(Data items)
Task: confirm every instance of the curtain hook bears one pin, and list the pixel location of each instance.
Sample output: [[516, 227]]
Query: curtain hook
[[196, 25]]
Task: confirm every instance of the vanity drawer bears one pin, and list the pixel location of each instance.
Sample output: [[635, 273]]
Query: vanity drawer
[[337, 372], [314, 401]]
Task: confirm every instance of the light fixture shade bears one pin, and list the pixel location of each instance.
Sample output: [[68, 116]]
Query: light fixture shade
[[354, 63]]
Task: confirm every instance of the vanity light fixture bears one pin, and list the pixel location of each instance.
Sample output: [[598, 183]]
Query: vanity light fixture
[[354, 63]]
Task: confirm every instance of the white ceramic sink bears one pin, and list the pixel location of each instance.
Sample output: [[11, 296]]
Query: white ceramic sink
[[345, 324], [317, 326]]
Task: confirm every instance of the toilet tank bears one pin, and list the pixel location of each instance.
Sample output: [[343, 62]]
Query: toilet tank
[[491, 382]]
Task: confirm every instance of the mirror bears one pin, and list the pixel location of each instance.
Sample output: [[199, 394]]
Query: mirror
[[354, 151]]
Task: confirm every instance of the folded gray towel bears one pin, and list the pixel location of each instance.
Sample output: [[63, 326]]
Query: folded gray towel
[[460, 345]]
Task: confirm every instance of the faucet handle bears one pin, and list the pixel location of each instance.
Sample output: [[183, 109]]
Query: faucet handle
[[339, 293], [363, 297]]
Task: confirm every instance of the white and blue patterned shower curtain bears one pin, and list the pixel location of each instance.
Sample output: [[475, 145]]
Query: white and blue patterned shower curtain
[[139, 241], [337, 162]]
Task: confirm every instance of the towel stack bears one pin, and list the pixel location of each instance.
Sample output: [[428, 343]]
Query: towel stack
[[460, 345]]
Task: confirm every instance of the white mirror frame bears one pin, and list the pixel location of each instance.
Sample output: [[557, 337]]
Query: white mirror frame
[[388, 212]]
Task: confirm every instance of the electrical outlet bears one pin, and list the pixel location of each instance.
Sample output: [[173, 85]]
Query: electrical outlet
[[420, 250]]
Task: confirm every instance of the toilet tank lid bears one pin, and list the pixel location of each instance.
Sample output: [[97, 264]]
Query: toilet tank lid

→ **The exercise**: All of the entries should be written out again exactly.

→ **Expected output**:
Task: confirm every instance of the curtain hook bears one pin, and list the pixel location of each instance.
Sample output: [[516, 227]]
Query: curtain hook
[[196, 25]]
Task: confirm every instance of the vanity drawer bears one pin, and list the pixel location of each instance.
Sample output: [[635, 273]]
Query: vanity drawer
[[337, 372], [314, 401]]
Task: confirm every instance of the light fixture shade bears one pin, and list the pixel location of each instance.
Sample output: [[68, 116]]
Query: light fixture shade
[[354, 63]]
Task: confirm every instance of the vanity light fixture bears one pin, and list the pixel location of each instance.
Sample output: [[598, 183]]
Query: vanity light fixture
[[354, 63]]
Task: confirm every instance of the white ceramic sink bears one pin, and list the pixel location of each instance.
Sample output: [[11, 296]]
Query: white ceramic sink
[[345, 324], [317, 326]]
Task: confirm every instance of the toilet tank bears one pin, and list the pixel location of each instance.
Sample output: [[343, 62]]
Query: toilet tank
[[491, 382]]
Task: confirm every instance of the mirror bears one pin, and list the pixel location of each instance.
Sample output: [[199, 394]]
Query: mirror
[[354, 151]]
Task: confirm every instance of the folded gray towel bears one pin, and list the pixel location of each instance.
Sample output: [[63, 326]]
Query: folded gray towel
[[460, 345]]
Task: confirm every instance of the faucet handle bears one pin, and list the pixel location of each instance.
Sample output: [[183, 109]]
Query: faucet handle
[[339, 293], [363, 297]]
Task: confirm every instance of the white and blue patterned shower curtain bears one pin, and list the pixel location of each instance.
Sample output: [[475, 145]]
Query: white and blue patterned shower curtain
[[139, 241], [337, 162]]
Task: confirm every instance of the towel stack bears one pin, and list the pixel location of each instance.
Sample output: [[428, 343]]
Query: towel stack
[[460, 345]]
Task: confirm every instance of the white mirror frame bears one pin, and list the pixel location of each instance.
Sample output: [[557, 337]]
Query: white mirror frame
[[388, 212]]
Task: confirm every instance of the electrical outlet bears one pin, and list the pixel location of each instance.
Sample output: [[173, 85]]
Query: electrical outlet
[[420, 250]]
Task: confirm every instance of the toilet tank lid bears one pin, and list the pixel location of each instance.
Sample output: [[97, 264]]
Query: toilet tank lid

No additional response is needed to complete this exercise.